- _OBJECTIVE_
In the editorial below on the Hilton Head Island council election, why is the two-week filing rule for write-in candidates wrong? Answer in one to three sentences.

- _TEXT PASSAGE_
There is something fundamentally wrong when someone can be elected to public office without a single vote cast.
That's the case in the Town of Hilton Head Island's council election Nov. 8. Three sitting council members have no opposition, so their names will not be on the ballot. The only reason for most people to go to the polls -- and it's a very good one -- is that Mayor Tom Peeples faces challenger Jim Campbell for the mayor's seat. Ballots in the Hilton Head Public Service District also will have two candidates for the District 4 commissioner seat.
A change in state election law two years ago says unopposed candidates in municipal elections and special elections to fill a statewide seat are automatically elected, without even a vote. And it does not allow for write-in candidates to challenge the unopposed seats unless they formally file a write-in campaign two weeks before the election.
Hilton Head officials asked that the three council members, John Safay, George Williams and Bill Mottel, be put on the ballot despite the law and were told no.
Why pass such a law? To save time and money, election officials said. Asked if saving money trumps Hilton Head officials' concerns about not having names on the ballot, Beaufort County elections director Agnes Garvin said, "That is correct."
How about the premise that voters should be able to express what they think of the candidates who have stood up for office? Why shouldn't we able to make a statement by not voting for a particular candidate or writing in another choice?
Who among us at some point in their voting career has not written in a name -- your spouse, the neighbor down the street, Mickey Mouse -- to tell someone, somewhere you didn't want that choice on the ballot?
League of Women Voters president Joan Kinne-Shulman is right when she says, "If there are 50 voters in a precinct and only 25 vote for an individual, it tells that individual something, I think."
Changes in state election law are not well advertised. They've even caught county officials flat-footed. In 2001, an effort to get Sunday alcohol sales in the unincorporated parts of the county was derailed when it was pointed out that election law required such a referendum to be held in a general election year. Organizers of the effort had been told the question would be on the ballot of a special election to fill the House seat left vacant by the death of U.S. Rep. Floyd Spence.
But the law had changed in June 2000. Neither county election officials nor the county's then lawyer picked up on the change.
And they expect would-be write-in candidates to know what to do? When are election officials at the state and local levels going to start being proactive about letting us know when election law changes?
The change in the requirements for a write-in candidate are wrong for another reason. Requiring someone to declare their intentions within two weeks of the election does not allow for voters or potential candidates to take into account anything that comes up late in a campaign. The filing deadline for Hilton Head Town Council seats this year was Sept. 1. In a two-month campaign, two weeks is a long time.
It's bad enough we don't get enough candidates filing for office so that we have some choices to make. Now we get no say at all.
And they wonder why people don't show up to vote anymore.

- _SUPPLIED MATERIAL_
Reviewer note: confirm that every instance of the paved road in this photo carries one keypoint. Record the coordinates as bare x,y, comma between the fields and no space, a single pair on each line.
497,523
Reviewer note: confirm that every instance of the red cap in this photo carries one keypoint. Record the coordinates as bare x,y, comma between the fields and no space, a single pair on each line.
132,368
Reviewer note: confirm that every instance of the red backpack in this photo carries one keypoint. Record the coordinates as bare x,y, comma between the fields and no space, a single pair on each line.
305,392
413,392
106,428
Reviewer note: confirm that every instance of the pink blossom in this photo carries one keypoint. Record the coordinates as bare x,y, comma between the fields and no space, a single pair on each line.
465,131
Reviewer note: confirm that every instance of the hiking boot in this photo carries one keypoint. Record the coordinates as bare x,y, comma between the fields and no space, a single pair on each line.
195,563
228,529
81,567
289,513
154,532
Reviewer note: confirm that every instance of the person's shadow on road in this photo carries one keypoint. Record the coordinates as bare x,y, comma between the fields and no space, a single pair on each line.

- _RESPONSE FOR THIS EXERCISE_
Making someone declare a write-in campaign two weeks before the election keeps voters and potential candidates from responding to anything that comes up late in the campaign. With a Sept. 1 filing deadline and a two-month campaign, two weeks is a long time.